## What the task asks
Each line in the entries that has the word "white" has to be copied.

Recorded information START

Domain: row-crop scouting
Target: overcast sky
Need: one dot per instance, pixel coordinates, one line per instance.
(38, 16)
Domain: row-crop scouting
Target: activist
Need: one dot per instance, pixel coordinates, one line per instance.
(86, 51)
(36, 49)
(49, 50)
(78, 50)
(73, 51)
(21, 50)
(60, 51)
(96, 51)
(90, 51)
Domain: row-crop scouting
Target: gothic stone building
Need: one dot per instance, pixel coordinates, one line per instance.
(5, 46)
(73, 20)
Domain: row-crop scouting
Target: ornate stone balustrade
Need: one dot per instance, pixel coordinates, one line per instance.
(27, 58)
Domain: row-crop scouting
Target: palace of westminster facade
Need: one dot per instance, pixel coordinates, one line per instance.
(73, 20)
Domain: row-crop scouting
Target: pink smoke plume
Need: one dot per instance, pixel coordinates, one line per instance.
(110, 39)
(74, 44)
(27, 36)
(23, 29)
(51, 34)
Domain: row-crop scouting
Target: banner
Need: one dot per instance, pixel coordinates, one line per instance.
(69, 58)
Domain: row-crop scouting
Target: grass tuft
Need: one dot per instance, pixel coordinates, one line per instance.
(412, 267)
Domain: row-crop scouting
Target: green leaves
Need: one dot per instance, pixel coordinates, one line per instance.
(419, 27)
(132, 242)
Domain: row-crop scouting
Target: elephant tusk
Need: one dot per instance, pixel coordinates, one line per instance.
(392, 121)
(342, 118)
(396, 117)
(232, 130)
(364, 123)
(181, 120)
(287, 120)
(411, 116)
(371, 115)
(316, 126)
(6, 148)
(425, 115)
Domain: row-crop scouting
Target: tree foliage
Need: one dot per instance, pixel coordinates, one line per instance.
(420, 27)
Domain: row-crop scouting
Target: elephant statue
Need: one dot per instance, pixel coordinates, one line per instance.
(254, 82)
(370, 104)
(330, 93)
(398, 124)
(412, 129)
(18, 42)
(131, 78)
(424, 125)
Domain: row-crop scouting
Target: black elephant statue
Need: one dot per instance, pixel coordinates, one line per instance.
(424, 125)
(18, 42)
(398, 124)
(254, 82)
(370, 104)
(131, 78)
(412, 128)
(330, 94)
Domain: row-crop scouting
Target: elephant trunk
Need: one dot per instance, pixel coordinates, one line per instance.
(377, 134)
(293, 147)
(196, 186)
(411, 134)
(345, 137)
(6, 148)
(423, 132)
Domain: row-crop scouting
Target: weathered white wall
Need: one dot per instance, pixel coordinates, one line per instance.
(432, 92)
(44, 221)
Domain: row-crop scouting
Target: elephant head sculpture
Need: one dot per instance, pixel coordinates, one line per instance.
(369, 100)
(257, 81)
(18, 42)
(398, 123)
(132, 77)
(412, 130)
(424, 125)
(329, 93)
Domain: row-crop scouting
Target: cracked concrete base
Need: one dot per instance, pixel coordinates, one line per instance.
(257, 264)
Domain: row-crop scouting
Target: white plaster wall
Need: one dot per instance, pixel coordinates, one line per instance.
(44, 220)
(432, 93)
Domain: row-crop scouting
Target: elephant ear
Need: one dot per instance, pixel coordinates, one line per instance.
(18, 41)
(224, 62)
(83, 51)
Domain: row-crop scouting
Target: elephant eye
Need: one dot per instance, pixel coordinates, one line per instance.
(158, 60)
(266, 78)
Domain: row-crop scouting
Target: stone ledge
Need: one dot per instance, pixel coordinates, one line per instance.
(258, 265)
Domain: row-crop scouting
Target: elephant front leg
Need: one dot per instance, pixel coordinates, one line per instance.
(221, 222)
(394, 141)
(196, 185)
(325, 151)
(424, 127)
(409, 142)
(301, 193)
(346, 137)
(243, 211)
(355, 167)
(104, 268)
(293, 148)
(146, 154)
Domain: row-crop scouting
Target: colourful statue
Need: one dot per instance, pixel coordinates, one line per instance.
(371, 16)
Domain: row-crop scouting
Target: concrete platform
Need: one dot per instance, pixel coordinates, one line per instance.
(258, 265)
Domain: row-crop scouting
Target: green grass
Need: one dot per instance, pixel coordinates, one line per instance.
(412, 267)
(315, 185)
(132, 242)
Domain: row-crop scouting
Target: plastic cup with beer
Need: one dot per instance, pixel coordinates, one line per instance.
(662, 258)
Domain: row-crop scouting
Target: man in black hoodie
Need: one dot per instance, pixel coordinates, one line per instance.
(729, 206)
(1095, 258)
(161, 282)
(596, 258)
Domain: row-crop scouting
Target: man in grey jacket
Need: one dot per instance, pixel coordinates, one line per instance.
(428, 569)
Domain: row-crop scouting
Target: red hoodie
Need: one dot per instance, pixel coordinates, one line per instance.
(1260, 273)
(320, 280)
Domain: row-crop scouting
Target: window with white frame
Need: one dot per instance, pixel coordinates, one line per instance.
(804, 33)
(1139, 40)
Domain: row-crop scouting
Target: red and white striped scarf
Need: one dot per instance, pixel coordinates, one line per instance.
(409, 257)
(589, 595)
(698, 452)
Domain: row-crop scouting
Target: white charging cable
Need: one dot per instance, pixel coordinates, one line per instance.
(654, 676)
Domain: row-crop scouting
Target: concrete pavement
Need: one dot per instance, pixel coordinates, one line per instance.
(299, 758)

Recorded information END

## Written response
Target: weathered white wall
Target: white plaster wall
Target: window with white frame
Target: red and white striped scarf
Target: white charging cable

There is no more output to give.